+++ Provided records
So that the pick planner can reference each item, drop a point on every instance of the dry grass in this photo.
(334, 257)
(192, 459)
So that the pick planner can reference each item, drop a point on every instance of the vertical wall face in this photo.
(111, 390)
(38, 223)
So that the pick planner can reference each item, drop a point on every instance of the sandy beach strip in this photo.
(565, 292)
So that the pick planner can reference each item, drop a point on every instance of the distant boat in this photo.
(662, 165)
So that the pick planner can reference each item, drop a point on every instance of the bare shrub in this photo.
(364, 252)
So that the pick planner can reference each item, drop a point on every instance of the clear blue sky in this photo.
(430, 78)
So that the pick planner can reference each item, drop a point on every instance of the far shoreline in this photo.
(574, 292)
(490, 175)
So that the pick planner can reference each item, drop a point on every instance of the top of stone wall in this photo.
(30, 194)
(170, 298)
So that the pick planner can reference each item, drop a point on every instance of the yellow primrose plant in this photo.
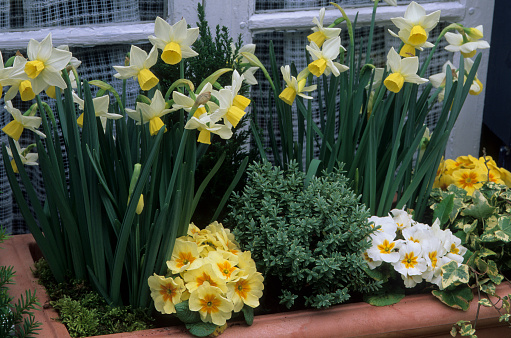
++++++
• Exercise brief
Render all of the material above as a JSON list of strings, one string per line. Omit blank lines and leave the picture out.

• Final answer
[
  "So that the pick planner can reference each item, drop a point on every instance of the dry grass in this photo.",
  "(334, 257)",
  "(192, 459)",
  "So that the pick planner can reference each item, drop a point on every instance of the vertical wall face in this photo.",
  "(111, 390)",
  "(38, 223)",
  "So that the pick planner can reference each item, drop a point on every instance of the sandy beach strip in this photo.",
  "(565, 292)",
  "So that the pick planner can reference each item, drop a point on every instance of the distant boat in this photo.",
  "(662, 165)",
  "So that the pick planner can reference each item, drop a point on every instance of the bare shrub in this photo.",
  "(364, 252)",
  "So that the pick planner can reference each item, drop a point on every instance of the clear blue sky in this photo.",
  "(430, 78)",
  "So that the pick planner can reference each item, drop a point on every instance of the far shoreline in this photo.",
  "(574, 292)",
  "(490, 175)",
  "So that the pick planner can reference each item, drop a point on every instance of the top of stone wall in this photo.",
  "(30, 194)",
  "(170, 298)",
  "So that the pick planner can reference each item, drop a point on every instance of the yellow primrose plant in this photo."
]